◆ **Aufgaben zur Übung**:
1) Woraus besteht ein Kara-Age Don laut dem Text über den japanischen Imbisswagen?
2) Schreiben Sie aus dem Text über den japanischen Imbisswagen die Passage ab, die bei „Ich näherte mich“ beginnt und bei „rauchen, vermutlich deswegen.“ endet.

Ich näherte mich dem japanischen Imbisswagen, niemals zuvor war mir ein solcher Imbisswagen auf einer Tankstelle begegnet. Es herrschte ein reges Treiben, die meisten Kunden waren Deutsche, ansonsten zwei Asiaten. Weil ich gar nicht verstand, warum ich so aufgescheucht war, blieb ich leicht abseits stehen, um eine Zigarette zu rauchen, vermutlich deswegen.

Die Kunden wurden gefragt, ob sie japanische Mayonnaise mögen, bevor das Gericht ausgehändigt wurde, kam immer die gleiche Frage: Wollen Sie japanische Mayonnaise? Auch das scheuchte mich auf, ich fragte mich, was eine Mayonnaise japanisch werden lässt?

Der asiatische Koch wirbelte herum, die deutsche Bedienung, eine Frau mit einem Stirnband, erklärte die Gerichte auf Deutsch, sie sprach den Koch auf Japanisch an, sie erklärte, was ein Kara-Age Don ist, dann schickte sie wieder einige Brocken Japanisch rüber zu dem stilechten Koch, und so weiter. Zwischendurch warf sie mir einen Blick zu, einen vorsichtig einladenden Blick.

Ich ließ mich darauf ein, sie erklärte nun für mich, was ein Kara-Age Don ist, frittiertes Hühnchen mit pikant eingelegtem Chinakohl auf Klebreis. Der pikant eingelegte Chinakohl reizte mich, ich sagte: Das nehme ich, nach dem Bezahlen erhielt ich einen roten Chip. Ich stellte mich wieder abseits von dem Imbisswagen, ich wartete auf den Ruf: Rot! Rot ist fertig!, oder: Wer bekommt Rot?, irgendetwas in der Richtung.

◆ **Vorliegende Daten**:
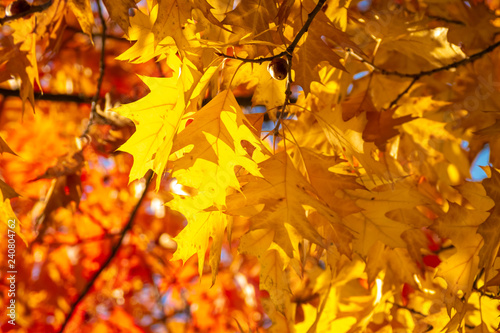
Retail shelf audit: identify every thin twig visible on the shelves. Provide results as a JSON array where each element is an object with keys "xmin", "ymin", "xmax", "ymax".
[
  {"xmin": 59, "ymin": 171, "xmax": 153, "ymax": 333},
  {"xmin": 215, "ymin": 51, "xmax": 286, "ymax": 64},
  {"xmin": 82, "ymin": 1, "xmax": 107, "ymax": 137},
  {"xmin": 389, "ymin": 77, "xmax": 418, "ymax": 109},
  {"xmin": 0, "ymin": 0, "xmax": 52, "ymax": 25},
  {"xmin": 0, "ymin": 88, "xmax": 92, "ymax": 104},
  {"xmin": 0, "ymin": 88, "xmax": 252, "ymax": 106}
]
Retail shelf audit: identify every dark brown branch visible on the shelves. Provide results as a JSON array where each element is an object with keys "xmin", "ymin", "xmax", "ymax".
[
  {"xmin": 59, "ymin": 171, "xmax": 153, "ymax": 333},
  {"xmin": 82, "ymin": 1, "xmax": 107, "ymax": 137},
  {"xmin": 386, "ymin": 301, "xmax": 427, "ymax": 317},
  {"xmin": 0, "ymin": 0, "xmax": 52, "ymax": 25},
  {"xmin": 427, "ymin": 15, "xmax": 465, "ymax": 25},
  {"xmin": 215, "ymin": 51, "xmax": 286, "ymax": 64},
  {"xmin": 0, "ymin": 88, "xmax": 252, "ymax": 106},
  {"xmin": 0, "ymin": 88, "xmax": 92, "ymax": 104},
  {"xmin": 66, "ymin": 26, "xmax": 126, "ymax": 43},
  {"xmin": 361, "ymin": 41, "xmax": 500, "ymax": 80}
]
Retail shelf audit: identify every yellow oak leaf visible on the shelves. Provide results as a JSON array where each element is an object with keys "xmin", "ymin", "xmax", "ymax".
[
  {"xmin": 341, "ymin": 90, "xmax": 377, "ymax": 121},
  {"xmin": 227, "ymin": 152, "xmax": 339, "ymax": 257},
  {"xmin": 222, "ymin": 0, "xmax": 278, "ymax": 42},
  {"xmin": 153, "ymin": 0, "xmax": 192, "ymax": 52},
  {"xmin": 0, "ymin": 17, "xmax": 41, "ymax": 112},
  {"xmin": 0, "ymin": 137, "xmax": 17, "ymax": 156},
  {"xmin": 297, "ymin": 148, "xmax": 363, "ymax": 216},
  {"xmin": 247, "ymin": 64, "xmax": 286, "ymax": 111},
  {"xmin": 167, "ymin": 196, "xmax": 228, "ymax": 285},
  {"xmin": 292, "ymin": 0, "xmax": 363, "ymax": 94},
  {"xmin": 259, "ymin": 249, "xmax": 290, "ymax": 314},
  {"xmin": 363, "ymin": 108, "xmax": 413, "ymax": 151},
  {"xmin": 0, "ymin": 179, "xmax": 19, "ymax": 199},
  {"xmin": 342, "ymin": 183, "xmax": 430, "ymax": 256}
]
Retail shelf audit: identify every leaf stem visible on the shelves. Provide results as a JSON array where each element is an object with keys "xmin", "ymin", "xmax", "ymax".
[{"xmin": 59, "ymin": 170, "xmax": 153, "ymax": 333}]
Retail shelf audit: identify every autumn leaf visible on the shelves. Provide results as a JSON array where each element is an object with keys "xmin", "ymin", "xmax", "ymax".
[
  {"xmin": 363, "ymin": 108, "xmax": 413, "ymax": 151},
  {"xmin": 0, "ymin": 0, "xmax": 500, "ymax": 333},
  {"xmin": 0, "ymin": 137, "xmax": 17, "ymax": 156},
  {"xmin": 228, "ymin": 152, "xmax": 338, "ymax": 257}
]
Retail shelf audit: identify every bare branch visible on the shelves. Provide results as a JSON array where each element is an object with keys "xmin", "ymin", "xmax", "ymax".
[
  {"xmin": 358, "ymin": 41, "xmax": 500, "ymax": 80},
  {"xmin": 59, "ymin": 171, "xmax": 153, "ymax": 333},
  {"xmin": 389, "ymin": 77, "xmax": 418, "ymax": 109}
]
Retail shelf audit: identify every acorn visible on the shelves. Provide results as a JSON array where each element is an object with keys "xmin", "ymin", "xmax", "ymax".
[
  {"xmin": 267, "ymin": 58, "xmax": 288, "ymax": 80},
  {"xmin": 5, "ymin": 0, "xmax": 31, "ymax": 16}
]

==

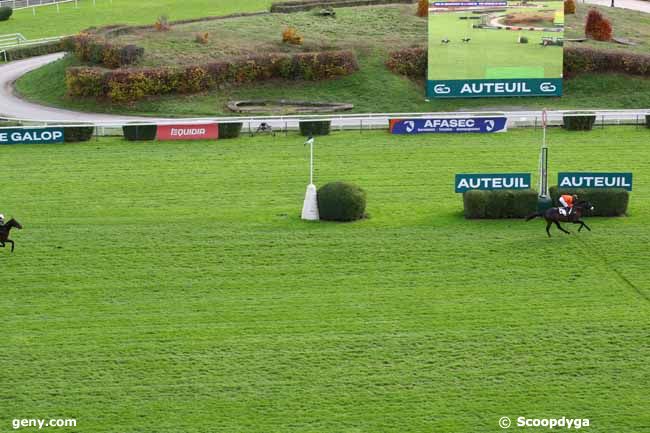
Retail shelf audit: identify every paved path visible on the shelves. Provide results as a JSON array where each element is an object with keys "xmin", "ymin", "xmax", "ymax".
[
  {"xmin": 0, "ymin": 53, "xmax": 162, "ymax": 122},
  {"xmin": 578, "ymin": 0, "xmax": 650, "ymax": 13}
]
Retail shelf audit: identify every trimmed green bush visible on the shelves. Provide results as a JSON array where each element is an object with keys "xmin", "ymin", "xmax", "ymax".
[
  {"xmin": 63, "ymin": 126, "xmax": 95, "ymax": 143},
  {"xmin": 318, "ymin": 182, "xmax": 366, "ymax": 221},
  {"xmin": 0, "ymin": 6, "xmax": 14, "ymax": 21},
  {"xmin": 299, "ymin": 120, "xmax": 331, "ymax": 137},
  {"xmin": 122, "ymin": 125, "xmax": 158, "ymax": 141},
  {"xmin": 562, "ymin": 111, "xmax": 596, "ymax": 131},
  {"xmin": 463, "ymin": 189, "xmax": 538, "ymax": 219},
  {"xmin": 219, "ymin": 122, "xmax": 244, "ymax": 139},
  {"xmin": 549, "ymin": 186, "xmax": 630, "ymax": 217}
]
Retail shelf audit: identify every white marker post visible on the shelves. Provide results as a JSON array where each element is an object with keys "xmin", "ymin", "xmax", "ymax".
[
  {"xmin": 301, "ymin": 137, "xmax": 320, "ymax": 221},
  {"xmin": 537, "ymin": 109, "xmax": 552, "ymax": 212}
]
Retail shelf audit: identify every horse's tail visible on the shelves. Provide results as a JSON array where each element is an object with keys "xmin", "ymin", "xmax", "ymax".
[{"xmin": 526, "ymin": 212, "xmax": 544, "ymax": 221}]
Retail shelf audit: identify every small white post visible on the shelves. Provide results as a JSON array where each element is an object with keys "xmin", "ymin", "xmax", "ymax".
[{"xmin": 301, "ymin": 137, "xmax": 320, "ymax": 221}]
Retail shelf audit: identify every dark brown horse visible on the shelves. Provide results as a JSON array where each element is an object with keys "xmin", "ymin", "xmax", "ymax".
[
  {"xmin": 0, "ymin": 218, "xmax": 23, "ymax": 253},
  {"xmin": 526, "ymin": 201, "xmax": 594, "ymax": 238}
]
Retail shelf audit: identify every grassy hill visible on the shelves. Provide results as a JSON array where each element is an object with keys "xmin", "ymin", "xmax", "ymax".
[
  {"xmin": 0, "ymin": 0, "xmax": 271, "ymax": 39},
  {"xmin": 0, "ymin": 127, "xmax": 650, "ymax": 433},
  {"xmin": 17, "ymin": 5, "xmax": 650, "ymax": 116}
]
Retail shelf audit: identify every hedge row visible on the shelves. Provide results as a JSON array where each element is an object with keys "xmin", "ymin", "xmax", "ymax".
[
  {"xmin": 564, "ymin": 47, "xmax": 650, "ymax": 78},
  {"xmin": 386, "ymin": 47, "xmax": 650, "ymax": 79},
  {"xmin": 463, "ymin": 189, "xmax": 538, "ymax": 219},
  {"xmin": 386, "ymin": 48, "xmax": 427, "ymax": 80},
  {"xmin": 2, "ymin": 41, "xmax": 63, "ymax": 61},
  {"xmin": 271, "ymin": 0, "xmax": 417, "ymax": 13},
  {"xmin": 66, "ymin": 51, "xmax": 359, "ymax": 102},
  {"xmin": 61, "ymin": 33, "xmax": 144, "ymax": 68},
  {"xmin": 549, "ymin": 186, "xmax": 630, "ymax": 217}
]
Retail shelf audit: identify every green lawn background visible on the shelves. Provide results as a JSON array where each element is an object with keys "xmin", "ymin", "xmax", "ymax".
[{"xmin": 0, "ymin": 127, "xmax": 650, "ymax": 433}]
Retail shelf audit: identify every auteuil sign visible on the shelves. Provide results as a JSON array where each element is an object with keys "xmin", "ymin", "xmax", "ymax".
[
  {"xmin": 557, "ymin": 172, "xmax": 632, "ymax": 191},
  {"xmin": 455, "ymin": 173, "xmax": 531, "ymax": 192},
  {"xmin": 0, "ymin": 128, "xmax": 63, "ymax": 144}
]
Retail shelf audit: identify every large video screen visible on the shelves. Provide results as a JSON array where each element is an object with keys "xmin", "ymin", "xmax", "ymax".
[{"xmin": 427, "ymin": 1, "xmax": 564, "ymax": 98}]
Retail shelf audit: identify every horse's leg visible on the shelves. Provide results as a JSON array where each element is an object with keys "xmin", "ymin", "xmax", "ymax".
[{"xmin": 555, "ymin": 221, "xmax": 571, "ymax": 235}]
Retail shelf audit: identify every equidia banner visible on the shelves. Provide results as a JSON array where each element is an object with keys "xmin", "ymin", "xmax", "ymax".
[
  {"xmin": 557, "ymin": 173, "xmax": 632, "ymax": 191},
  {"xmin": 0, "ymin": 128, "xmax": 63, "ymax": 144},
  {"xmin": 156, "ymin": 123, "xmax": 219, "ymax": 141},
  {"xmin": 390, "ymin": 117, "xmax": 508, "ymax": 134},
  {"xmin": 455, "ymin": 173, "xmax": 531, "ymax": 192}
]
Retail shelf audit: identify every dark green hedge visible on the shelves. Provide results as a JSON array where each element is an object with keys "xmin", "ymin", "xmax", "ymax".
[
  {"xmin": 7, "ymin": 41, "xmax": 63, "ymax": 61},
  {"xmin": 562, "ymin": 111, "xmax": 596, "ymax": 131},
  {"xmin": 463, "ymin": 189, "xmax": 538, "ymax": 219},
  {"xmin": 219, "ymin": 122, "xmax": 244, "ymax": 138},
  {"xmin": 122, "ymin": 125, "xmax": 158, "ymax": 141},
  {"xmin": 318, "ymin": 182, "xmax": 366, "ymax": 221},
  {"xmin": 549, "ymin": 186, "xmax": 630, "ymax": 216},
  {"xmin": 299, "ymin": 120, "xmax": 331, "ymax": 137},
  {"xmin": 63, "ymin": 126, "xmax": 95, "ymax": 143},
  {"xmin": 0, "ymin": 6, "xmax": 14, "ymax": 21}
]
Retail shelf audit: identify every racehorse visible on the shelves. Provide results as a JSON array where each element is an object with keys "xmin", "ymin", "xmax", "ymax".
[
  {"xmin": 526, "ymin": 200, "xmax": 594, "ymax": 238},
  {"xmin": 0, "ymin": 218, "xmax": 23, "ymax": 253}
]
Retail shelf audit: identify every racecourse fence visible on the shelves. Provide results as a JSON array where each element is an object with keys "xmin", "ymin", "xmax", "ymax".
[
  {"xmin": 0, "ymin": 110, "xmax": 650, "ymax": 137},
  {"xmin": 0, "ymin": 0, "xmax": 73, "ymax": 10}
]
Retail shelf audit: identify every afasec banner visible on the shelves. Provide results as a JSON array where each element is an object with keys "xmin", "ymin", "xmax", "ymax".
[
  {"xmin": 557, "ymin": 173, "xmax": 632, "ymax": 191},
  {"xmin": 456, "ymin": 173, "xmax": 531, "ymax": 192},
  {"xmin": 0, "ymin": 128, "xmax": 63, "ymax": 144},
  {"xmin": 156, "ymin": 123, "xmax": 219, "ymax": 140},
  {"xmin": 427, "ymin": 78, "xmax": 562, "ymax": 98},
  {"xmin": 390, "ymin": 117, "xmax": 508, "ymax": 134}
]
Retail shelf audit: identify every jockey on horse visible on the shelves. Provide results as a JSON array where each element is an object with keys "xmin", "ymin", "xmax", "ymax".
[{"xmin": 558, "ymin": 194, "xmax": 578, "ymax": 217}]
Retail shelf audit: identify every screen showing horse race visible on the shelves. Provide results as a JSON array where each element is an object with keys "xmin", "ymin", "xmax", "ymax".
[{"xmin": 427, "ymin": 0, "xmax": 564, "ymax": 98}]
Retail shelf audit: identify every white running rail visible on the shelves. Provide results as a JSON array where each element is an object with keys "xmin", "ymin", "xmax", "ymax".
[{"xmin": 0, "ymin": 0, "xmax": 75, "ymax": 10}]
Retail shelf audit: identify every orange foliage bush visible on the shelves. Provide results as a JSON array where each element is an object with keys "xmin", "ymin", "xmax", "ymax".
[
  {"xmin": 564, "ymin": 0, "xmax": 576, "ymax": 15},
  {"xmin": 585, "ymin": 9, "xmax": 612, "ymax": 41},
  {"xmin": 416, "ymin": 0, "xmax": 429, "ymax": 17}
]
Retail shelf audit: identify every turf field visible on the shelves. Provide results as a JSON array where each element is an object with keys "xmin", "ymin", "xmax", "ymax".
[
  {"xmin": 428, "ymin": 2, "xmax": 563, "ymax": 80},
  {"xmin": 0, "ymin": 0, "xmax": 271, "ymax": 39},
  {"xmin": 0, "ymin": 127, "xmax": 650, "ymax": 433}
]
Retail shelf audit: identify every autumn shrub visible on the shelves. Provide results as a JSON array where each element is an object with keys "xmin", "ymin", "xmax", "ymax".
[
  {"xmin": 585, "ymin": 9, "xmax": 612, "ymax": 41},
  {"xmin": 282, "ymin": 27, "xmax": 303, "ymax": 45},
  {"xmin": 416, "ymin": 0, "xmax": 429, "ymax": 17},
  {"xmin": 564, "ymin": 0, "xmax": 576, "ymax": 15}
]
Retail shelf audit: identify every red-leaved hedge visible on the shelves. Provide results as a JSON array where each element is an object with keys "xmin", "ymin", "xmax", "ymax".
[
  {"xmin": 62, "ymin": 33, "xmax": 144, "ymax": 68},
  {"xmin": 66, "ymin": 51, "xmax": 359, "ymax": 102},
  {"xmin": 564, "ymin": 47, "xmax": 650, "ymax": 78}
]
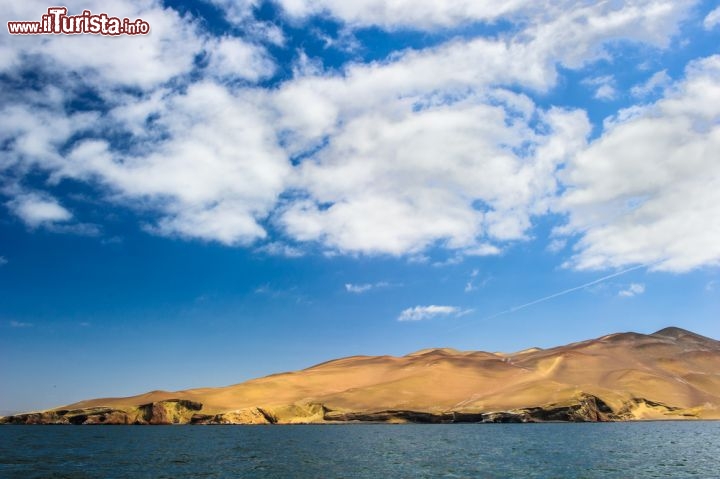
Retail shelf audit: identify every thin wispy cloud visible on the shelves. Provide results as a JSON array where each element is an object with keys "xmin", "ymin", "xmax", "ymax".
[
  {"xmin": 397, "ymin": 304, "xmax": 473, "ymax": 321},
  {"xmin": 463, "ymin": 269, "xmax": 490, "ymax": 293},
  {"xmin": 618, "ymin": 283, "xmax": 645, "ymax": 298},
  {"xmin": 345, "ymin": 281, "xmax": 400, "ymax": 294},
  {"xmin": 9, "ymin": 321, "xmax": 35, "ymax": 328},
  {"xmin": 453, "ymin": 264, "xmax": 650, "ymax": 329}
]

◆ **Schriftliche Antworten**:
1) Aus frittiertem Hühnchen mit pikant eingelegtem Chinakohl auf Klebreis.

2)
Ich näherte mich dem japanischen Imbisswagen, niemals zuvor war mir ein solcher Imbisswagen auf einer Tankstelle begegnet. Es herrschte ein reges Treiben, die meisten Kunden waren Deutsche, ansonsten zwei Asiaten. Weil ich gar nicht verstand, warum ich so aufgescheucht war, blieb ich leicht abseits stehen, um eine Zigarette zu rauchen, vermutlich deswegen.